Pick out each line below that contains the word "format" and copy it in full. Case counts.

- _ROWS_:

========================

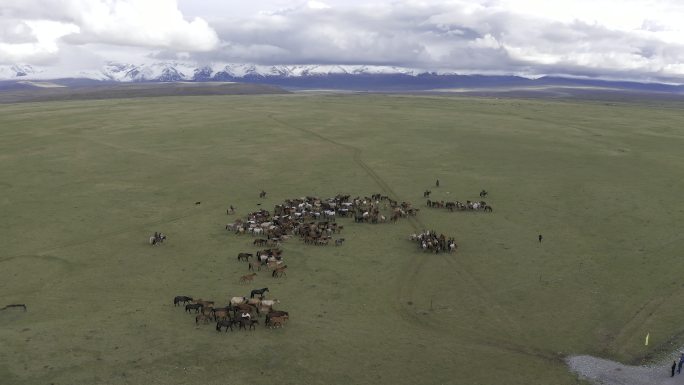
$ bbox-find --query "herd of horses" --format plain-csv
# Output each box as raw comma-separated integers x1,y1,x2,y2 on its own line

========================

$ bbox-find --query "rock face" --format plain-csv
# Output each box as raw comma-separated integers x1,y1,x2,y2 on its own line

========================

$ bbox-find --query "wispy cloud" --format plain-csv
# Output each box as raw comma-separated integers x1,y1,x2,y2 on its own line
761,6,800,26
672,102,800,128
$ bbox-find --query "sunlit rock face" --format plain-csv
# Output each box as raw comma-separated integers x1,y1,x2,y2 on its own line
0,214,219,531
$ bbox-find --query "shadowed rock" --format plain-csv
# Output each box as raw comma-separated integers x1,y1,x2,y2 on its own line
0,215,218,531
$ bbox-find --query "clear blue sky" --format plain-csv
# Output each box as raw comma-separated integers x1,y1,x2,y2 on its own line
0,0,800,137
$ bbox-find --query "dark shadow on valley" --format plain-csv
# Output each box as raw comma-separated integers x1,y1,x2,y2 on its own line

========================

- _WRITTEN SOLUTION_:
$ bbox-find --query "herd of horses" --format plain-csv
$ bbox-find --query "rock face" --format plain-csv
$ bbox-find --query "wispy cloud" --format plain-csv
$ bbox-find --query "sunlit rock face" --format plain-csv
$ bbox-find --query "shadowed rock" --format plain-csv
$ bbox-find --query "clear blue sky" --format plain-csv
$ bbox-find --query "dark shadow on valley" --format plain-csv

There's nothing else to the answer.